• WORK TO COMPLETE:
Recast every line of the records below as a Markdown table with the columns Row and Line, numbering the rows in order and dropping any blank lines. Leave the pictures out of the table.

____________

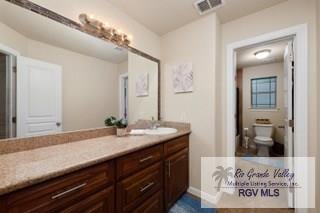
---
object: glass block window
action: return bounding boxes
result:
[251,77,277,109]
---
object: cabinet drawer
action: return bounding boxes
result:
[117,162,162,212]
[7,161,114,213]
[164,135,189,156]
[116,145,163,180]
[59,186,114,213]
[132,191,163,213]
[165,149,189,210]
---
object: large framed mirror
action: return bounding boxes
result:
[0,0,160,139]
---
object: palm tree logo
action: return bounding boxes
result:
[212,166,233,192]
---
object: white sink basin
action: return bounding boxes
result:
[144,127,178,135]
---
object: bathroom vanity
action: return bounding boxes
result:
[0,127,190,213]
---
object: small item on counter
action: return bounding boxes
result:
[256,118,271,124]
[129,129,145,135]
[117,128,128,137]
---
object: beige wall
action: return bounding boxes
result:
[0,53,7,139]
[161,14,218,189]
[316,0,320,209]
[128,53,158,123]
[0,24,119,131]
[118,60,129,75]
[216,0,318,156]
[242,63,285,144]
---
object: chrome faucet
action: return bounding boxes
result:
[151,117,160,129]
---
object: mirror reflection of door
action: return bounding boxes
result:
[17,57,62,137]
[0,1,160,138]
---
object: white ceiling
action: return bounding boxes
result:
[0,1,128,63]
[106,0,287,35]
[237,40,289,68]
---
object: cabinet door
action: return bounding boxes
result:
[57,187,114,213]
[165,149,189,210]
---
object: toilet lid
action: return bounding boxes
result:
[255,136,272,142]
[254,136,273,143]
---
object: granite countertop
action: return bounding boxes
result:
[0,129,190,195]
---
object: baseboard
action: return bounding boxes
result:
[187,186,222,203]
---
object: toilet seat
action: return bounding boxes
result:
[254,136,273,146]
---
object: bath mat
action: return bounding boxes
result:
[169,194,216,213]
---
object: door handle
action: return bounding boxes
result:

____________

• TASK ANSWER:
| Row | Line |
|---|---|
| 1 | --- |
| 2 | object: glass block window |
| 3 | action: return bounding boxes |
| 4 | result: |
| 5 | [251,77,277,109] |
| 6 | --- |
| 7 | object: cabinet drawer |
| 8 | action: return bounding boxes |
| 9 | result: |
| 10 | [117,162,162,212] |
| 11 | [7,161,114,213] |
| 12 | [164,135,189,156] |
| 13 | [116,145,163,180] |
| 14 | [59,186,114,213] |
| 15 | [132,191,163,213] |
| 16 | [165,149,189,210] |
| 17 | --- |
| 18 | object: large framed mirror |
| 19 | action: return bounding boxes |
| 20 | result: |
| 21 | [0,0,160,139] |
| 22 | --- |
| 23 | object: palm tree logo |
| 24 | action: return bounding boxes |
| 25 | result: |
| 26 | [212,166,233,192] |
| 27 | --- |
| 28 | object: white sink basin |
| 29 | action: return bounding boxes |
| 30 | result: |
| 31 | [144,127,178,135] |
| 32 | --- |
| 33 | object: bathroom vanity |
| 34 | action: return bounding boxes |
| 35 | result: |
| 36 | [0,127,190,213] |
| 37 | --- |
| 38 | object: small item on counter |
| 39 | action: return bounding boxes |
| 40 | result: |
| 41 | [256,118,271,124] |
| 42 | [129,129,145,135] |
| 43 | [117,128,128,137] |
| 44 | --- |
| 45 | object: beige wall |
| 46 | action: return bounding boxes |
| 47 | result: |
| 48 | [0,53,7,139] |
| 49 | [161,14,218,189] |
| 50 | [316,0,320,209] |
| 51 | [128,53,158,123] |
| 52 | [0,24,119,131] |
| 53 | [118,60,129,75] |
| 54 | [216,0,318,156] |
| 55 | [242,63,285,144] |
| 56 | --- |
| 57 | object: chrome faucet |
| 58 | action: return bounding boxes |
| 59 | result: |
| 60 | [151,117,160,129] |
| 61 | --- |
| 62 | object: mirror reflection of door |
| 63 | action: return bounding boxes |
| 64 | result: |
| 65 | [17,57,62,137] |
| 66 | [0,1,160,138] |
| 67 | --- |
| 68 | object: white ceiling |
| 69 | action: return bounding boxes |
| 70 | result: |
| 71 | [0,1,128,63] |
| 72 | [106,0,287,35] |
| 73 | [237,40,289,68] |
| 74 | --- |
| 75 | object: cabinet door |
| 76 | action: return bounding boxes |
| 77 | result: |
| 78 | [57,187,114,213] |
| 79 | [165,149,189,210] |
| 80 | --- |
| 81 | object: toilet lid |
| 82 | action: return bounding boxes |
| 83 | result: |
| 84 | [255,136,272,142] |
| 85 | [254,136,273,143] |
| 86 | --- |
| 87 | object: granite countertop |
| 88 | action: return bounding boxes |
| 89 | result: |
| 90 | [0,129,190,195] |
| 91 | --- |
| 92 | object: baseboard |
| 93 | action: return bounding boxes |
| 94 | result: |
| 95 | [187,186,222,203] |
| 96 | --- |
| 97 | object: toilet seat |
| 98 | action: return bounding boxes |
| 99 | result: |
| 100 | [254,136,273,146] |
| 101 | --- |
| 102 | object: bath mat |
| 103 | action: return bounding boxes |
| 104 | result: |
| 105 | [169,194,216,213] |
| 106 | --- |
| 107 | object: door handle |
| 108 | action: return bounding boxes |
| 109 | result: |